Monkeypox is a viral disease that has been declared a public health emergency, both nationally by the U.S. Department of Health and Human Services and globally by the World Health Organization.
All members of the university community are encouraged to learn about symptoms, how to protect yourself, and what to do if you are exposed to monkeypox from the U.S. Centers for Disease Control and Prevention and other health authorities.
Symptoms of monkeypox
- People with monkeypox may experience a rash and/or flu-like symptoms.
- Rash and skin lesions may be present in any localized area on the body (e.g., hands, genitals, face, around or inside the mouth) or may be disseminated across multiple areas of the body.
- Other symptoms often include fever, swollen lymph nodes, headache, fatigue, and body aches; some or all of these may or may not be present.
How monkeypox spreads
- Monkeypox primarily spreads through close contact between people, including sex and other activities that include skin-to-skin contact.
- It also can be spread by respiratory secretions during kissing and other prolonged, face-to-face contact.
- The virus also can be spread through indirect contact (such as towels that have been used by someone with monkeypox).
What to do if you have symptoms
- If you are experiencing a rash, skin lesion, or other associated symptoms, contact your primary health care provider to have them determine if your symptoms are consistent with monkeypox and if you need to be tested.

DATA SUPPLIED >>

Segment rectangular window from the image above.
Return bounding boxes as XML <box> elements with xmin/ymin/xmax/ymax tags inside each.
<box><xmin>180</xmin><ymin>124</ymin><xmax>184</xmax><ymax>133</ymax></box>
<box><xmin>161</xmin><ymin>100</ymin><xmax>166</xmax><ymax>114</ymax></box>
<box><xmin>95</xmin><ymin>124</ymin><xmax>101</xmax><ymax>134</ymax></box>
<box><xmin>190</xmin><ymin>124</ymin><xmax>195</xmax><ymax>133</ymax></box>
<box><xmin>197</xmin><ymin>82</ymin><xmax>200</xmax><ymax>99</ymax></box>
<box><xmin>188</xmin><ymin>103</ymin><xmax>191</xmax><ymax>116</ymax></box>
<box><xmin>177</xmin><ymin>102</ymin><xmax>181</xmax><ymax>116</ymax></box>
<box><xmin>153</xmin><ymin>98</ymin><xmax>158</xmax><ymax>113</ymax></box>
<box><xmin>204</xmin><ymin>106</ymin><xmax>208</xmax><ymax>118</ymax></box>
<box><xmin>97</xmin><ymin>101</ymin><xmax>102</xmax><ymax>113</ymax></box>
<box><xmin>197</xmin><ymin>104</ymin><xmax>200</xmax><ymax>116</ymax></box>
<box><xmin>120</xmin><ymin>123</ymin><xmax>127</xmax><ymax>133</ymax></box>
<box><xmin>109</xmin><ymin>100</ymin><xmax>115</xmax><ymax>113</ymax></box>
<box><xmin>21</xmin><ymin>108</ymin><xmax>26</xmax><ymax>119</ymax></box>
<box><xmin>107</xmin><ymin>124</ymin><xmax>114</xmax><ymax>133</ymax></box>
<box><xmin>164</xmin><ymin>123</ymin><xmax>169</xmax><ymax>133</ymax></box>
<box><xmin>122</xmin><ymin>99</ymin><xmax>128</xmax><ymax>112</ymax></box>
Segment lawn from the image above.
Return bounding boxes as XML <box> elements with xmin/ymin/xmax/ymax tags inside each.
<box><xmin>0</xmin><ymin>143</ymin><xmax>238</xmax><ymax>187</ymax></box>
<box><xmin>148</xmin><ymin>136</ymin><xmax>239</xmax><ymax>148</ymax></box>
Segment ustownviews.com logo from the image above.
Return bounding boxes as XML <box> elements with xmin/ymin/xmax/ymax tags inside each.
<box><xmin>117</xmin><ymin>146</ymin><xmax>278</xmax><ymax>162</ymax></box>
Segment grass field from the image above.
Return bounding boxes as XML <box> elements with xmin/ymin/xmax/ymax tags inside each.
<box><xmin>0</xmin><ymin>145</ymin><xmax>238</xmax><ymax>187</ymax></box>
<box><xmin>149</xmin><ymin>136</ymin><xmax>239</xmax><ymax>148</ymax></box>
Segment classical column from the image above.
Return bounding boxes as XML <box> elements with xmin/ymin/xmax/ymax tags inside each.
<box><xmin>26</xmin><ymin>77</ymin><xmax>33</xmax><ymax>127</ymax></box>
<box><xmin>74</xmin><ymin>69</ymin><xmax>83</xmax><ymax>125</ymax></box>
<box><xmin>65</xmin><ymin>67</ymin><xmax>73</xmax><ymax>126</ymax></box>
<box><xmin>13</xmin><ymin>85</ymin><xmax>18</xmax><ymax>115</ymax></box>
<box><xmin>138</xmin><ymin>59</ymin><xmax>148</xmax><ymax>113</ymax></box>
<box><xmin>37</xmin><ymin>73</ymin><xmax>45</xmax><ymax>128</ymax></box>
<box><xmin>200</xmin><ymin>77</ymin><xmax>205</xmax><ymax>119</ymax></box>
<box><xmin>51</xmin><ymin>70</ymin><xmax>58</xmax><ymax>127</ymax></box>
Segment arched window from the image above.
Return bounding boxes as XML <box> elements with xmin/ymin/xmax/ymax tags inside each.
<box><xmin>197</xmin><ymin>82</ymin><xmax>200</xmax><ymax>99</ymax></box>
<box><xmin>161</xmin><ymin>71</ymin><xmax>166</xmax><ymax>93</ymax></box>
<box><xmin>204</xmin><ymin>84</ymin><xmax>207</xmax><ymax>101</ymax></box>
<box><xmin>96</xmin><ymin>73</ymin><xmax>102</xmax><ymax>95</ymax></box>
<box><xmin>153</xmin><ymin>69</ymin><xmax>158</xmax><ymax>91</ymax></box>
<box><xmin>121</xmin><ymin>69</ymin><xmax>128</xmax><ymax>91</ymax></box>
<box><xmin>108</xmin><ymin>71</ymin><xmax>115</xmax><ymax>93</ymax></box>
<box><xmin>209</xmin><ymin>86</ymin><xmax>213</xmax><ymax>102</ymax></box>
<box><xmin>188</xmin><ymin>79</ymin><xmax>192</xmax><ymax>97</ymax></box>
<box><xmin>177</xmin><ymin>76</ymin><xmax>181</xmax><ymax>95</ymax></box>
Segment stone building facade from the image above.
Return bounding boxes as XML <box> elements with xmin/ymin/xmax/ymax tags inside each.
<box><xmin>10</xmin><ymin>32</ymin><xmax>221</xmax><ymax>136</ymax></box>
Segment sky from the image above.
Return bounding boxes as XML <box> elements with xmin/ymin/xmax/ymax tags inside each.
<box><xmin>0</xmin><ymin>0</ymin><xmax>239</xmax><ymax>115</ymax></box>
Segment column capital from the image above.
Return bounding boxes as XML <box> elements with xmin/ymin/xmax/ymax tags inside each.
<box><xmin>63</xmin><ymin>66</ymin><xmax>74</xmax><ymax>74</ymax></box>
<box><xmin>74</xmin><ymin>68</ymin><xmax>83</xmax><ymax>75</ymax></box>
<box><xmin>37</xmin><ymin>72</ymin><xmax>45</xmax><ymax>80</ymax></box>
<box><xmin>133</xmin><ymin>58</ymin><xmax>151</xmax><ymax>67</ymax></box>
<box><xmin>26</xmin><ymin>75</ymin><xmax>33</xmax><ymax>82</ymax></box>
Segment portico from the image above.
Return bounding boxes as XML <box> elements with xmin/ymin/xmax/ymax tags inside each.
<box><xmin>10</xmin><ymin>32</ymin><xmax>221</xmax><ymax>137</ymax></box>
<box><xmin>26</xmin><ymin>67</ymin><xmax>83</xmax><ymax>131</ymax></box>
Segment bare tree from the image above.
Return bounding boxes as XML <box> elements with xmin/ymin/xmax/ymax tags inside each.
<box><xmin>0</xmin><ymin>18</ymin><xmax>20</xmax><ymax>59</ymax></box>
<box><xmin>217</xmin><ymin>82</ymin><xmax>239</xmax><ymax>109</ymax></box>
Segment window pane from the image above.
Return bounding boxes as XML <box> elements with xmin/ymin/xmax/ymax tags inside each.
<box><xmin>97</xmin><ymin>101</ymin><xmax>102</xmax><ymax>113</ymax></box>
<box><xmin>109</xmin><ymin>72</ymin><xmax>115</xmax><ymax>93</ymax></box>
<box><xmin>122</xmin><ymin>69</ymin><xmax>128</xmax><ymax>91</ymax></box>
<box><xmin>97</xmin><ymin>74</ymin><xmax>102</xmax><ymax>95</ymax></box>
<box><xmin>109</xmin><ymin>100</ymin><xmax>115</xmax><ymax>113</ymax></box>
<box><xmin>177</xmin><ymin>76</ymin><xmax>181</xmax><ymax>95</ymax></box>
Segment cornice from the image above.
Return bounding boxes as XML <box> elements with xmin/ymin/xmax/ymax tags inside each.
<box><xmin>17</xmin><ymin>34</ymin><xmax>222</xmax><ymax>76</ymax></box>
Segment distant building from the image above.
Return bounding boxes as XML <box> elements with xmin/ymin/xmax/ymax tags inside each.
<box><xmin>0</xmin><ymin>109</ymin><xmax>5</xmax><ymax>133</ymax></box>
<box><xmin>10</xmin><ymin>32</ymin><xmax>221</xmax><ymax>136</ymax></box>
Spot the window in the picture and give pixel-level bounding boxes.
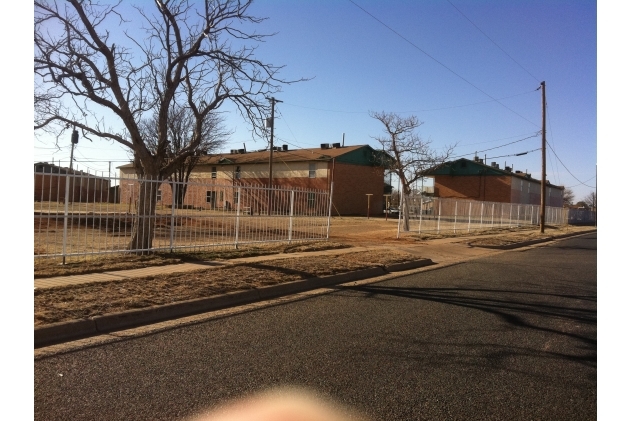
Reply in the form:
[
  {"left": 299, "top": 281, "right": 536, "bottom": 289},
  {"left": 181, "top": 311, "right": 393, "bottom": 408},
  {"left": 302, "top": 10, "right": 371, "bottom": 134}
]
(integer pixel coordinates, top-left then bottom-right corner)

WORK REQUEST 1 >> Using the monkeypox text, decide whether each statement agrees with it, answering yes or no and quoting the exact words that settle it: (a) Only the World Health Organization declared monkeypox a public health emergency. (b) Monkeypox can spread through towels used by someone who has it. (c) The monkeypox rash always covers multiple areas of the body.
WORK REQUEST 2 >> Pick up the monkeypox text after its last sentence and continue it.
The data is not needed for this work.

WRITTEN RESPONSE 1 >>
(a) No: "both nationally by the U.S. Department of Health and Human Services and globally by the World Health Organization"
(b) Yes: "The virus also can be spread through indirect contact (such as towels that have been used by someone with monkeypox)"
(c) No: "may be present in any localized area on the body (e.g., hands, genitals, face, around or inside the mouth) or may be disseminated across multiple areas of the body"

WRITTEN RESPONSE 2 >>
- Until you have been checked out by a health care provider, wear gloves and a mask and avoid close contact with anyone, including sex or other intimate contact.
- If your test is positive, you will be advised by local public health officials about proper isolation and other safety protocols.
What to do if you are exposed
- If you are aware that you have been in close contact with someone with monkeypox, contact your primary health care provider or local public health agency to be evaluated.
- If you are identified through contact tracing as having been exposed, you will be directly notified by local public health officials.
- If you have been exposed, wear gloves and a mask when you are near others and avoid close contact with anyone, including sex or other intimate contact until you have been checked out by a health care provider.